### WHAT YOU ARE ASKED TO DO
Copy out every record precisely.

====== INPUT ROWS

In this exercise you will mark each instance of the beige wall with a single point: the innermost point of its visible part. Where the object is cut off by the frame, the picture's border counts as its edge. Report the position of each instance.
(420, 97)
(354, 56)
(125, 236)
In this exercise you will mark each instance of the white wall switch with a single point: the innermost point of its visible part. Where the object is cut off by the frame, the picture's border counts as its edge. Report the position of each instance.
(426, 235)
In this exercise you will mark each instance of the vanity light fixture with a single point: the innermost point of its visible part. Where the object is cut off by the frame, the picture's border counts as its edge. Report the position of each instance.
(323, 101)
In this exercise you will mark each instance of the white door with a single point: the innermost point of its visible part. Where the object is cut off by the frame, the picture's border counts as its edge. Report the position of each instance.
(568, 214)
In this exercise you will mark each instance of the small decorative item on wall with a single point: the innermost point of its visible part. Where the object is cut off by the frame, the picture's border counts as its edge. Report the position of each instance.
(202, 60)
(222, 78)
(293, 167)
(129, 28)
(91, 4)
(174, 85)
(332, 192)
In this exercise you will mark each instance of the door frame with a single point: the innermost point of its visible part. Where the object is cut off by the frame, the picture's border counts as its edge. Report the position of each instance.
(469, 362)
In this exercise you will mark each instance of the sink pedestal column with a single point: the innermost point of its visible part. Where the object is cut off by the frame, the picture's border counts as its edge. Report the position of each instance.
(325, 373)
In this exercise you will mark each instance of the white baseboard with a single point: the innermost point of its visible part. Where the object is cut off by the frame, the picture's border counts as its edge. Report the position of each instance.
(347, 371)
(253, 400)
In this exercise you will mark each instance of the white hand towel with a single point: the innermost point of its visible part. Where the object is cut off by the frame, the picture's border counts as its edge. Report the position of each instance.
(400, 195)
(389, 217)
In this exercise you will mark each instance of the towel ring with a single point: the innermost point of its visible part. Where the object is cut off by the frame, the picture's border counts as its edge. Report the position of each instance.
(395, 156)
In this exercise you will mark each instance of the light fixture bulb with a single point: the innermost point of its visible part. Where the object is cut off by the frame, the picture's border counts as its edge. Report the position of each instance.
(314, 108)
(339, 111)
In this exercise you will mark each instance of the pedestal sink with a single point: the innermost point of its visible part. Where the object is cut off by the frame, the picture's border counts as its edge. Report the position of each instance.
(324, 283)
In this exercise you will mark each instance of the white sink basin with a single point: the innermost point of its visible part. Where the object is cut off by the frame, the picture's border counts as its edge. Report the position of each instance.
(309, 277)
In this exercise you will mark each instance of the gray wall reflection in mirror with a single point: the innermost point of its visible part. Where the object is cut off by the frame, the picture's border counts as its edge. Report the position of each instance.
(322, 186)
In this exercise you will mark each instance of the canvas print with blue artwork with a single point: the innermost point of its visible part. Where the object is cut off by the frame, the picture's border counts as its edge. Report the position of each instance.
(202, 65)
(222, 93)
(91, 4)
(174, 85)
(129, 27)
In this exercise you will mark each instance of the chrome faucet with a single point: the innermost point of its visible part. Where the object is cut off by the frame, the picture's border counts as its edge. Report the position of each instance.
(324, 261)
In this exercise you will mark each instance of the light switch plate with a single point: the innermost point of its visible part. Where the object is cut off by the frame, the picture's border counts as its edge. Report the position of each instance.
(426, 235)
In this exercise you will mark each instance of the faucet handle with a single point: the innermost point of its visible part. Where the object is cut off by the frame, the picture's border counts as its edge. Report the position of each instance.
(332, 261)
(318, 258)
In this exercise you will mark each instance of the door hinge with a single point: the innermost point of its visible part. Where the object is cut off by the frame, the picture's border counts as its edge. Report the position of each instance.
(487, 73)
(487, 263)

============

### SOLUTION BELOW
In this exercise you will mark each instance of the beige wall with a single point: the innermost point of its visible part. Where the object is cut off by the frame, the picture's border counts as its edge. Report the position of each instance.
(420, 97)
(354, 56)
(125, 236)
In this exercise you will mark each instance of the white wall switch with a single point: the innermost point of its visible part. Where the object is cut off by the frame, the picture's border counts as its edge. Report the position of each instance.
(426, 235)
In this exercise you will mark each instance of the vanity light fixture with a single point: the innermost point of its visible part. Where the object is cut off by the frame, the picture's border counts as its edge. Report the position of each instance.
(323, 101)
In this exercise you will mark each instance of the white door with a single point: the innermost point of its visible part. Where the object is cut off by the frame, the picture's border counts as its edge. Report the position of each instance.
(568, 214)
In this exercise you will mark each instance of the small decorative item on wall with a single point: the innermost point of its visible part. Where the object is cut off by the frame, the picture's border counts as its edge. Report the position of each instance.
(202, 60)
(222, 78)
(293, 167)
(129, 28)
(91, 4)
(174, 85)
(332, 192)
In this exercise you will mark each instance of the door frame with a single point: the innermost point of its visible part. Where the object is cut off by the frame, the picture's border counts as its edge. Report the position of each instance.
(469, 362)
In this exercise you will mark each instance of the sink pedestal column with a single point: the innermost point of its visible part. Where the object is cut off by the frame, the picture's border counts as its edge. Report the position of each instance.
(325, 373)
In this exercise you will mark each instance of the white baseboard with a single point: the innermost point of its visible part. Where the object is cut off by the frame, the picture's border counts as its edge. Report the position of each instance.
(347, 371)
(253, 400)
In this exercise you will mark each instance of the white hand towel with a single point: the innermost point of its visible part. Where the object is cut off by the frame, the picture's border counts as its edge. Report the position of each instance.
(400, 195)
(389, 217)
In this exercise you will mark each instance of the towel ring with a single point: the innermost point of its visible part. Where the object is cut off by the frame, the picture's border counts as its edge. Report the position of each instance.
(395, 156)
In this exercise you will mark each instance of the light fixture bulb with a single point: the innermost point of its visible part. Where the object is cut off by the frame, the picture's border counts as its edge. Report the position of each instance.
(314, 108)
(339, 111)
In this exercise you will mark each instance of the pedestal sink with a single point: the innermost point of its visible part. Where the object is cut off by the frame, the picture's border counts as its edge. Report the position of each instance.
(324, 283)
In this exercise you will mark each instance of the white sink basin with a single point: the innermost point of its visible part. Where the object is cut off by the frame, the picture's border counts as its edge. Report the position of each instance.
(309, 277)
In this exercise you will mark each instance of the gray wall reflection in mirror with a single point: the innermost point of its visible part. Where the object is cut off by the frame, the picture's border counts as its edge. Report the position of each instance.
(322, 186)
In this exercise you will mark each instance of the canvas print with blue artwork with a single point: the innermost point of its visible part. Where the object is cut off by the frame, the picture's border counts as its edge. Report the position of each instance.
(202, 65)
(222, 93)
(91, 4)
(174, 85)
(129, 27)
In this exercise you will mark each instance of the chrome faucet with a single point: the innermost point of its visible part. Where the object is cut off by the frame, the picture's border counts as its edge. Report the position of each instance.
(324, 261)
In this exercise you will mark each instance of the light switch plate with a single point: the innermost point of its visible part. Where the object is cut off by the frame, the picture's border counts as its edge. Report the position of each instance.
(426, 235)
In this exercise you will mark each instance of the faucet handle with a single point: the innermost point of its visible part. Where the object is cut off by the frame, the picture's border counts as its edge. Report the position of each instance.
(332, 261)
(318, 258)
In this exercise you will mark each instance of the door hinge with a single point: the innermost point of its visible part. Where the object is cut off by the frame, the picture's border counts as its edge. Report the position of each instance.
(487, 73)
(487, 263)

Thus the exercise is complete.